#### What to produce
For each statement below, answer yes or no according to the piece on Chile's housing energy rating, and quote the words from it that decide the answer.
1. Buying a house is described as one of the biggest investments people make in their lifetime.
2. The piece says the air in Chilean cities is clean during winter.
3. The piece says discussions about burning firewood address the root cause of the problem.

Source document: Begin

Chile’s Housing Energy Rating

When you buy a new appliance, such as a fridge or washing machine, it is common practice to at least consider the energy consumption label. No one wants to buy a fridge with a “C” label.

When you buy a new car, most people will at least ask what the fuel consumption is per kilometer (nowadays new cars have an energy lable).

So why don’t we demand the same information when we buy (or build) a house?

This is one of the biggest investments we will make in our lifetime, yet we don’t take into consideration the operational costs over that lifetime. What may seem “cheap” today, may be expensive when we consider heating costs over a 20/30 year period.

It is also important to take into account the impact that poor building standards have on health and living standards. Chilean cities in winter are plagued with terrible air conditions, so extreme that children are not able to play sports at school and hospitals are overrun with people with respiratory problems. This situation would be so different if we built quality houses that don´t require excessive energy consumption for heating purposes.  It is also important to understand that discussions around the burning of (often wet) firewood or alternative fuels are still focused on the symptoms of the problem. The “disease” is something else completely.

Source document: End
Data provided: Begin

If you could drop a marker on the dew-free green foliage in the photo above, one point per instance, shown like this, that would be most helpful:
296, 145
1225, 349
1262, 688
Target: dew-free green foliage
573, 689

Data provided: End

#### Answer to this exercise
1. Yes: "This is one of the biggest investments we will make in our lifetime"
2. No: "Chilean cities in winter are plagued with terrible air conditions"
3. No: "are still focused on the symptoms of the problem"